» Source passage
= = = = = = =
Rita Kukafka, DrPH, MA, FACMI, is a nationally recognized leader in patient-centered biomedical informatics whose work has helped shape data-driven decision support for prevention and patient decision-making. She is Professor of Biomedical Informatics and Sociomedical Sciences (retired) and currently serves part-time as a Special Research Scientist. Her research focuses on integrating patient-generated and electronic health record data to improve risk prediction and develop decision support tools for precision prevention. Spanning biomedical informatics, population health, and behavioral science, her work emphasizes the human-centered design of patient-facing interventions and rigorous evaluation of their effects on risk perception, decision quality, and uptake of preventive therapies.
= = = = = = =
» Listed entries
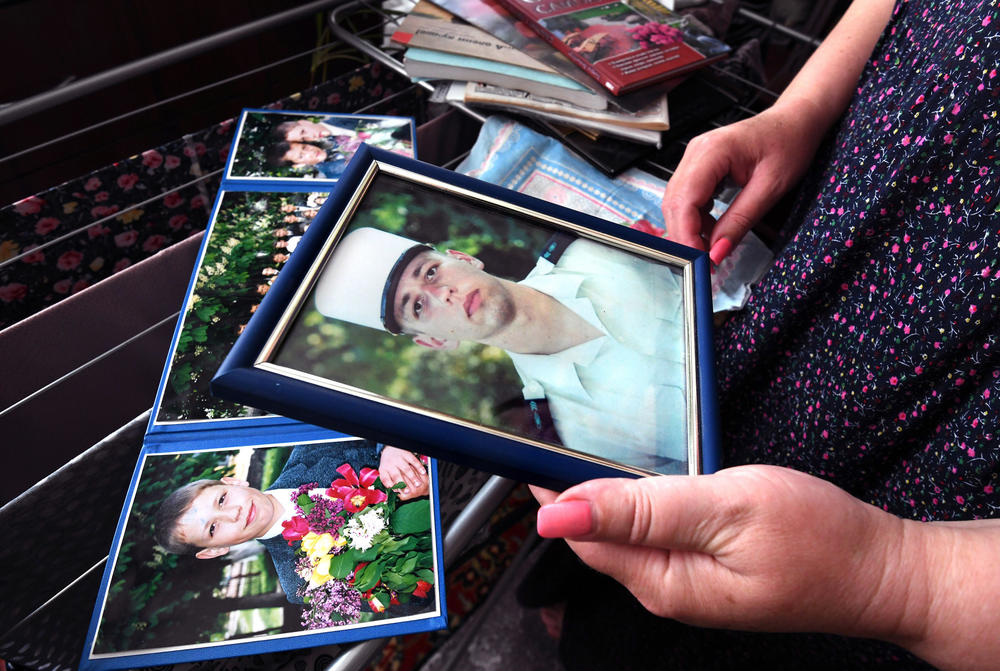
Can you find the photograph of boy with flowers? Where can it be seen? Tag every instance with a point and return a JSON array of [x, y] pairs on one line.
[[343, 547]]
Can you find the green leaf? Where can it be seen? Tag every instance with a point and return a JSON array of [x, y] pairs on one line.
[[341, 565], [412, 518], [408, 565], [369, 577]]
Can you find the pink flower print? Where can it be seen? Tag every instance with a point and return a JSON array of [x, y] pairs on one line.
[[14, 291], [152, 159], [153, 242], [33, 257], [69, 260], [127, 181], [126, 239], [103, 210], [29, 205], [177, 221], [46, 225]]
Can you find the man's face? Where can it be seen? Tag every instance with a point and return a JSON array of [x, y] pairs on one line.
[[450, 298], [304, 130], [300, 154], [226, 514]]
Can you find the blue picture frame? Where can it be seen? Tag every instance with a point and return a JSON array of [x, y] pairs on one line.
[[269, 367]]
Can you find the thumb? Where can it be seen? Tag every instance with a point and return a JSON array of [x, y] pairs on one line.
[[670, 512], [747, 208]]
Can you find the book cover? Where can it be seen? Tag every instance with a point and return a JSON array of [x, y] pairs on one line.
[[431, 64], [430, 27], [624, 45], [655, 116], [244, 531]]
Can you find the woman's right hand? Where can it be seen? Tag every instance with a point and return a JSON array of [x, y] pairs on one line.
[[765, 154]]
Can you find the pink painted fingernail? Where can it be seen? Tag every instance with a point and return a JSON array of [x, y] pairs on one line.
[[567, 519], [720, 250]]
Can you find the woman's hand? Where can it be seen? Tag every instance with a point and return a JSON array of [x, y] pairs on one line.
[[753, 547], [765, 154], [397, 466]]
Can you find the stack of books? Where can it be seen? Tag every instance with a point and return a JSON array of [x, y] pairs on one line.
[[603, 68]]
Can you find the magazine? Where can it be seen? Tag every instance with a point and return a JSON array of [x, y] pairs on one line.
[[624, 45]]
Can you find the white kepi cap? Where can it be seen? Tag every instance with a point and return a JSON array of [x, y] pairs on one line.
[[359, 281]]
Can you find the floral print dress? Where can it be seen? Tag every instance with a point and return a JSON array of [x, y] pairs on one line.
[[869, 353]]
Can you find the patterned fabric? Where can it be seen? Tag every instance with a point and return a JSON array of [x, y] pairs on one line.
[[61, 241], [869, 354]]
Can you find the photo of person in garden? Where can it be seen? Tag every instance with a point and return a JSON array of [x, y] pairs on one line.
[[250, 239], [299, 537], [594, 333], [299, 145]]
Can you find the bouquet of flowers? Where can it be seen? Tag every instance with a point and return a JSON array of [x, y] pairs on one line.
[[358, 546]]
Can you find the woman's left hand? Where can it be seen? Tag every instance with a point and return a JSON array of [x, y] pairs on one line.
[[752, 547]]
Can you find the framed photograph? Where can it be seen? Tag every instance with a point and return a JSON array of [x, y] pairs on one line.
[[279, 147], [239, 549], [430, 310]]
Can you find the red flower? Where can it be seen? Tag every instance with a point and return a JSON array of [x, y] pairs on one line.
[[126, 239], [46, 225], [13, 292], [152, 159], [294, 529], [103, 210], [30, 205], [177, 221], [127, 181], [422, 588], [33, 257], [356, 492], [154, 242], [646, 227], [69, 260]]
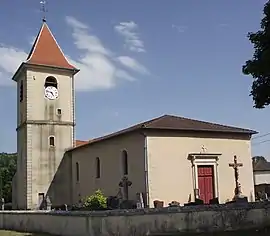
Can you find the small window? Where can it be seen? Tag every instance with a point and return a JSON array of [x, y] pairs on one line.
[[125, 162], [77, 172], [21, 91], [97, 168], [51, 139]]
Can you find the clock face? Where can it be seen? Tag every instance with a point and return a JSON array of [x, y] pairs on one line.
[[51, 92]]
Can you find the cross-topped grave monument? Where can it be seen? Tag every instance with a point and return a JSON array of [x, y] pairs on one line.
[[125, 184], [235, 165]]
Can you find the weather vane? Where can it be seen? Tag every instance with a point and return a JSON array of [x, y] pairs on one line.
[[43, 9]]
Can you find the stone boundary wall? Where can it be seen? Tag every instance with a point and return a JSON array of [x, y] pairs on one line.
[[165, 221]]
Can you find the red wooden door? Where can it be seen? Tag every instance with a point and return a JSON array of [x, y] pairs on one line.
[[206, 183]]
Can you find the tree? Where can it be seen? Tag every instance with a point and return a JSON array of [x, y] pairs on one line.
[[8, 163], [259, 66], [97, 201]]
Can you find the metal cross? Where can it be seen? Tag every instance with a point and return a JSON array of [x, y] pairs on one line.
[[235, 165], [43, 9], [125, 183]]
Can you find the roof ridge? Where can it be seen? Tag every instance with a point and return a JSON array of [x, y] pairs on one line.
[[152, 121], [208, 122]]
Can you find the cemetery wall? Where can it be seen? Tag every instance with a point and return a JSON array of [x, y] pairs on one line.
[[165, 221]]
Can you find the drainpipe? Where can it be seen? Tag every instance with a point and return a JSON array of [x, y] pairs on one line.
[[146, 170]]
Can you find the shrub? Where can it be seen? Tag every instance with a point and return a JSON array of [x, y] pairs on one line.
[[97, 201]]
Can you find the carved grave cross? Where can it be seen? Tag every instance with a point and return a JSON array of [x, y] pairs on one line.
[[235, 165], [125, 184]]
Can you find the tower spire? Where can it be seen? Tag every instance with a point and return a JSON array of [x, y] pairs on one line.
[[43, 9]]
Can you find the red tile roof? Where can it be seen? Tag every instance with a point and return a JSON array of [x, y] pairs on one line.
[[46, 51], [169, 122]]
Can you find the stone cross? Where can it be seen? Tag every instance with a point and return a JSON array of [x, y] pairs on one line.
[[125, 184], [2, 204], [235, 165], [48, 203]]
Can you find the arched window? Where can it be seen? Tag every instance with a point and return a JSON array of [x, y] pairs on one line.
[[97, 168], [21, 91], [50, 81], [77, 172], [125, 162]]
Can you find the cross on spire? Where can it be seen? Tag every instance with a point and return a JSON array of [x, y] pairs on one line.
[[235, 165], [43, 9], [125, 184]]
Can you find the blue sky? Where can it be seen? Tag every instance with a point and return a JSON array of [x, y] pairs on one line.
[[141, 59]]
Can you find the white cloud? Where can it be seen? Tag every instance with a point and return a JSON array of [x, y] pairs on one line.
[[129, 31], [99, 67], [132, 64]]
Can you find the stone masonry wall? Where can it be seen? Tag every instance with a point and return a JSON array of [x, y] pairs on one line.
[[165, 221]]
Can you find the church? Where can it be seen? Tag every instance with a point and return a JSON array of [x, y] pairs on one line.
[[168, 158]]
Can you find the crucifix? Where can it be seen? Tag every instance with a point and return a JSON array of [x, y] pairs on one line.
[[125, 184], [235, 165], [43, 9]]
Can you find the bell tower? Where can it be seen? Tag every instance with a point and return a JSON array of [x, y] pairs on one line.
[[45, 119]]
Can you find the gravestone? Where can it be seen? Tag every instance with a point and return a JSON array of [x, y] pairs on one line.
[[113, 202], [140, 203], [48, 204], [214, 201], [158, 204], [2, 204], [174, 204], [237, 191]]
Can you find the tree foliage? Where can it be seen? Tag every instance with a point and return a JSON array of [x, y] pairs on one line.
[[259, 66], [97, 201], [7, 170]]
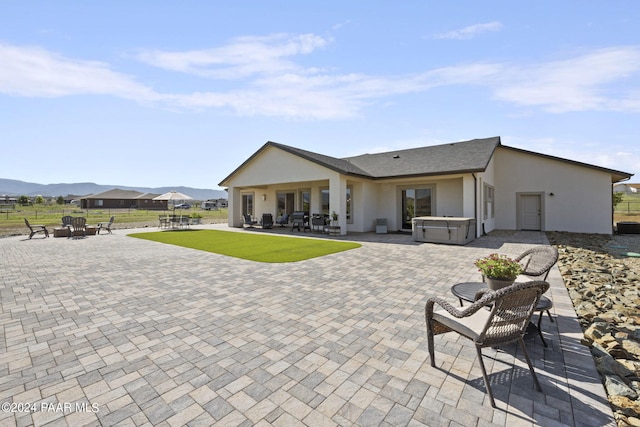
= = = = = = =
» Requirement
Reproduce the Rita Kukafka profile verbatim, everything from "Rita Kukafka, DrPH, MA, FACMI, is" down to "of preventive therapies.".

» Problem solution
Rita Kukafka, DrPH, MA, FACMI, is a nationally recognized leader in patient-centered biomedical informatics whose work has helped shape data-driven decision support for prevention and patient decision-making. She is Professor of Biomedical Informatics and Sociomedical Sciences (retired) and currently serves part-time as a Special Research Scientist. Her research focuses on integrating patient-generated and electronic health record data to improve risk prediction and develop decision support tools for precision prevention. Spanning biomedical informatics, population health, and behavioral science, her work emphasizes the human-centered design of patient-facing interventions and rigorous evaluation of their effects on risk perception, decision quality, and uptake of preventive therapies.